** Opening Exercise input block **
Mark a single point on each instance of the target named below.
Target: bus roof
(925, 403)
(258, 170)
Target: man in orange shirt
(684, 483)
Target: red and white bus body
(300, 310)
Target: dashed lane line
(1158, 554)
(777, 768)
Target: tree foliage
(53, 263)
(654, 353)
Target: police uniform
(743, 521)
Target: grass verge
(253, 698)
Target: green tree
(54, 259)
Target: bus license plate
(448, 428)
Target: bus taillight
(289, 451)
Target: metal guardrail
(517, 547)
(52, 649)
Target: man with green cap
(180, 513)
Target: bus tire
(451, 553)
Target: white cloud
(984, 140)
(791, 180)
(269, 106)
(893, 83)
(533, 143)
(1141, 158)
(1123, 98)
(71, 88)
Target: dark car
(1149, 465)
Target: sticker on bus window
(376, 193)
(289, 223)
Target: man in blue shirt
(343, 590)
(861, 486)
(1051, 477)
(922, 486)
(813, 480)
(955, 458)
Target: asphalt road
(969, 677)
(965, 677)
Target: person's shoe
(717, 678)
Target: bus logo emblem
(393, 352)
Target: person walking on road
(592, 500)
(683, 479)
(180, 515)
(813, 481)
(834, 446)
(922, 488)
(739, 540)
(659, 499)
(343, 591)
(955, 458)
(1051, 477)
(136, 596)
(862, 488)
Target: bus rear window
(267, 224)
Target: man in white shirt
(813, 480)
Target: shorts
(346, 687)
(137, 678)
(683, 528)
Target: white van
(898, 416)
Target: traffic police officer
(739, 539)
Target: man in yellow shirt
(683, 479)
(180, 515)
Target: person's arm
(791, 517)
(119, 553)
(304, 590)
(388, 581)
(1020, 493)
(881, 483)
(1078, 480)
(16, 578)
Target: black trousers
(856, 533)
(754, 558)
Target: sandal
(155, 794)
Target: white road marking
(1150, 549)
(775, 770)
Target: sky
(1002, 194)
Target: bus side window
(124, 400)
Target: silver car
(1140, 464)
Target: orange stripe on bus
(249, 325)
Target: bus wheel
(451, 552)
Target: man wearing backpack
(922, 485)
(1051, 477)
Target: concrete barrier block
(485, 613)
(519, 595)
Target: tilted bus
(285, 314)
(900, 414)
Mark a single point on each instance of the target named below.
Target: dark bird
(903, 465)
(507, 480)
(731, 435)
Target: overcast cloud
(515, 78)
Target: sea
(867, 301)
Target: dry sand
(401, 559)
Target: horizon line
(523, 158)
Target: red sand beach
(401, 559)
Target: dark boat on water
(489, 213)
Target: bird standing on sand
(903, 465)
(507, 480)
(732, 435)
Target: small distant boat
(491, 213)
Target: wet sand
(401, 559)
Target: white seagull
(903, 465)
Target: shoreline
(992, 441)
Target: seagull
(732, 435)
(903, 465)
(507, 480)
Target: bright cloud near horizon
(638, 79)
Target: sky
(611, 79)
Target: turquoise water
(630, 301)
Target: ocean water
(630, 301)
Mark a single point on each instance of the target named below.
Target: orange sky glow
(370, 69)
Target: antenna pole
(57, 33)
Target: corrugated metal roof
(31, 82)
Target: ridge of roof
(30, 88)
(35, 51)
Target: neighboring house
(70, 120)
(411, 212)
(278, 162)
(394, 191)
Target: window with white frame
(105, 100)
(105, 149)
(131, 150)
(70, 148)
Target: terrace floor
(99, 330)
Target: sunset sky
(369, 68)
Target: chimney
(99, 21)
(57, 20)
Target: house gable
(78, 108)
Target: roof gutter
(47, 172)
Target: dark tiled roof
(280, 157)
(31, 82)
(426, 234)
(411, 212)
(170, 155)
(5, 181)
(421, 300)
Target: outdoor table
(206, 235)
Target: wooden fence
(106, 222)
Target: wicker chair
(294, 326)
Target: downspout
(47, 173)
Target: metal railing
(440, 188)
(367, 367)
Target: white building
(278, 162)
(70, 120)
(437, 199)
** Closing Exercise input block **
How to complete this task: All lines starting at the one holding "Target: house gable" and ending at the last line above must be output exactly, and no other line may appear.

Answer section:
Target: house gable
(78, 108)
Target: roof gutter
(47, 172)
Target: dark tiled roof
(280, 157)
(31, 82)
(426, 234)
(411, 212)
(170, 155)
(5, 181)
(421, 300)
Target: outdoor table
(206, 235)
Target: wooden fence
(106, 222)
Target: wicker chair
(294, 326)
Target: downspout
(47, 173)
Target: metal railing
(440, 188)
(367, 367)
Target: white building
(278, 162)
(70, 120)
(437, 199)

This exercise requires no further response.